## [TASK PROMPT]
Report every line of the records below that contains the word "distant", copying each such line in full.

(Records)
━━━━

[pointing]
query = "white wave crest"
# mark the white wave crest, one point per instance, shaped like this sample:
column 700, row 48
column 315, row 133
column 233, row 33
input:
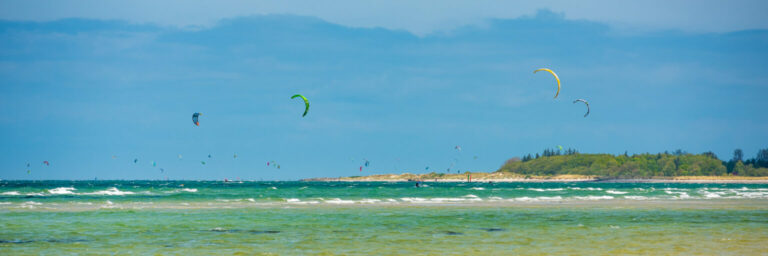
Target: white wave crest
column 593, row 189
column 611, row 191
column 593, row 197
column 536, row 199
column 62, row 191
column 113, row 191
column 546, row 189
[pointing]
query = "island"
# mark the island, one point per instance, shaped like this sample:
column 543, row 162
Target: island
column 571, row 166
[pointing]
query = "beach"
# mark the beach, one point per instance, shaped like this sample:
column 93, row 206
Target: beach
column 389, row 218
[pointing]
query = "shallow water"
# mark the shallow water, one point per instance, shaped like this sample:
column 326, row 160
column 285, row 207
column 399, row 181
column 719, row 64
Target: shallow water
column 289, row 218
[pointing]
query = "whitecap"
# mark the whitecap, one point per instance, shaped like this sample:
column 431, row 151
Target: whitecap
column 339, row 201
column 369, row 201
column 113, row 191
column 62, row 191
column 413, row 199
column 545, row 189
column 535, row 199
column 593, row 197
column 590, row 188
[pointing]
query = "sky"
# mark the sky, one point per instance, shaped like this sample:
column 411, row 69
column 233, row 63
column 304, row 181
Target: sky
column 92, row 85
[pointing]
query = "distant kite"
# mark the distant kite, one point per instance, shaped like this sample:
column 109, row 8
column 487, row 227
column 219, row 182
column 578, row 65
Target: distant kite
column 195, row 117
column 306, row 103
column 586, row 103
column 553, row 74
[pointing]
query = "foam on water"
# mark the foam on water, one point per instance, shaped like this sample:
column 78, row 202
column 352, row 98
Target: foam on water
column 546, row 189
column 593, row 197
column 113, row 191
column 62, row 191
column 611, row 191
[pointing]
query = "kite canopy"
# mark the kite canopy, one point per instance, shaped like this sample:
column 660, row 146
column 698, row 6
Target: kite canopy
column 553, row 74
column 195, row 117
column 586, row 103
column 306, row 103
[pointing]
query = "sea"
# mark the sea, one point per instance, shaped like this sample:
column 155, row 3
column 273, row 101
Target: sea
column 381, row 218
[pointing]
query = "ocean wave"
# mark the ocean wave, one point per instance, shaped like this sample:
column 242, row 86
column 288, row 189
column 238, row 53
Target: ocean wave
column 590, row 188
column 546, row 189
column 752, row 194
column 113, row 191
column 611, row 191
column 62, row 191
column 536, row 199
column 593, row 197
column 339, row 201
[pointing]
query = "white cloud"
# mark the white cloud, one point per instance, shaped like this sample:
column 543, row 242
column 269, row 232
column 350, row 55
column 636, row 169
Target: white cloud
column 419, row 17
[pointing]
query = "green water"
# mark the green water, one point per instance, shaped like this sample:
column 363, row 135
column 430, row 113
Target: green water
column 300, row 218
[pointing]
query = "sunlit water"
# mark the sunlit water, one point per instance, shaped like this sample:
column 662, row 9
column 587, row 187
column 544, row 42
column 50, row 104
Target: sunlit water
column 290, row 218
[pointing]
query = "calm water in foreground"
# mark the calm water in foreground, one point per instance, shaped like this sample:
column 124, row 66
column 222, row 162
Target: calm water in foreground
column 295, row 218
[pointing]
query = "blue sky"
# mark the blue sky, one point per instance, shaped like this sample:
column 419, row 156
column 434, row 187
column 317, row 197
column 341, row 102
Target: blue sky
column 79, row 86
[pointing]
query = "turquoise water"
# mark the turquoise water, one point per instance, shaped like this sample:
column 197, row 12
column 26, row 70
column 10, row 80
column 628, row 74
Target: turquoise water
column 290, row 218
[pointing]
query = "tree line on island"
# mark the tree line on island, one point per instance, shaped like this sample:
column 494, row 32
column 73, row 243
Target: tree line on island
column 667, row 164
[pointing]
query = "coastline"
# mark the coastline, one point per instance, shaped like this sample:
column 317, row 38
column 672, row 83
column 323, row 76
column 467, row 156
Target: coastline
column 503, row 177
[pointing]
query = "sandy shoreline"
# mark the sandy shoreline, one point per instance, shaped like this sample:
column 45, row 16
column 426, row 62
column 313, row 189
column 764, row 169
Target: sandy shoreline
column 708, row 180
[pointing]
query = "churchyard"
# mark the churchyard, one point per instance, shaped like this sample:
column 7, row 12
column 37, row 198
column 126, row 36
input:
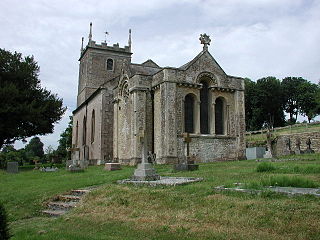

━━━━

## [COMPLETED EXERCISE]
query = "distant kite"
# mark the distant kite, one point per instance, shaped like this sample:
Target: distant kite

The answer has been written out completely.